GIVEN TASK =
Pick out each line below that contains the word "white" and copy those lines in full. Match case exactly.

---------- DATASET EXCERPTS

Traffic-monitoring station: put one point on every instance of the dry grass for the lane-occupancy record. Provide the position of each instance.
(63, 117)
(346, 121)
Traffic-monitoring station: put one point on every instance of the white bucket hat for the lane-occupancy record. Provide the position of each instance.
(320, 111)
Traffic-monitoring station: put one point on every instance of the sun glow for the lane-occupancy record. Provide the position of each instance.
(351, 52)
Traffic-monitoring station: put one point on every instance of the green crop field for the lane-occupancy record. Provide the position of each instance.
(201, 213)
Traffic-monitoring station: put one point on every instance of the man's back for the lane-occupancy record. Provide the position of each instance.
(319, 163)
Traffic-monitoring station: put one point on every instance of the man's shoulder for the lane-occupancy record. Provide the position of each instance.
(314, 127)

--------------------
---------- DATASET EXCERPTS

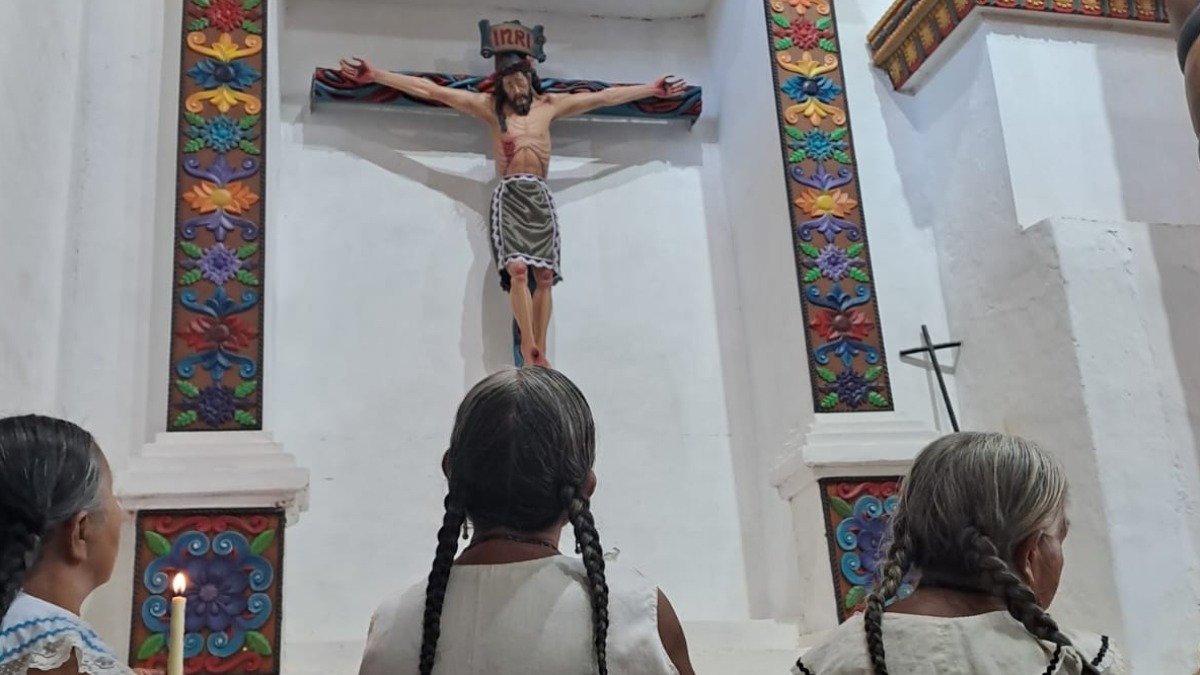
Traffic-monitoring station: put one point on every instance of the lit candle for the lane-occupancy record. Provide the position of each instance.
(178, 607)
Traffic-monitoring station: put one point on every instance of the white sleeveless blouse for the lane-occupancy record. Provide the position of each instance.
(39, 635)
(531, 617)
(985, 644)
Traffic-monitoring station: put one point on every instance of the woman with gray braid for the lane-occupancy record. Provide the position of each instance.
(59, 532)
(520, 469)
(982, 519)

--------------------
---------- DATASET EXCERPTS

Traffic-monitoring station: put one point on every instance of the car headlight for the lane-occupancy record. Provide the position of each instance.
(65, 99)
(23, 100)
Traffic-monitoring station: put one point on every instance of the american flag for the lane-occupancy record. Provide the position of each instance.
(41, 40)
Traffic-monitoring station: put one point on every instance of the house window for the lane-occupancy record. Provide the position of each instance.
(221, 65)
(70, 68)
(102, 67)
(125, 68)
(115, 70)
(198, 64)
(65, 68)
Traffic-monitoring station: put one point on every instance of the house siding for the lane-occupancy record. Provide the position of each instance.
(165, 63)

--------------------

EXPECTED ANSWER =
Traffic-monitoring station: put one point on every instance of the white bucket hat for the lane-occupancy record. Provide the position of each instance.
Traffic-monitoring station: put one point on every instance of the white sleeveless blouse for the lane-occupancy record. Provide the position of each instance.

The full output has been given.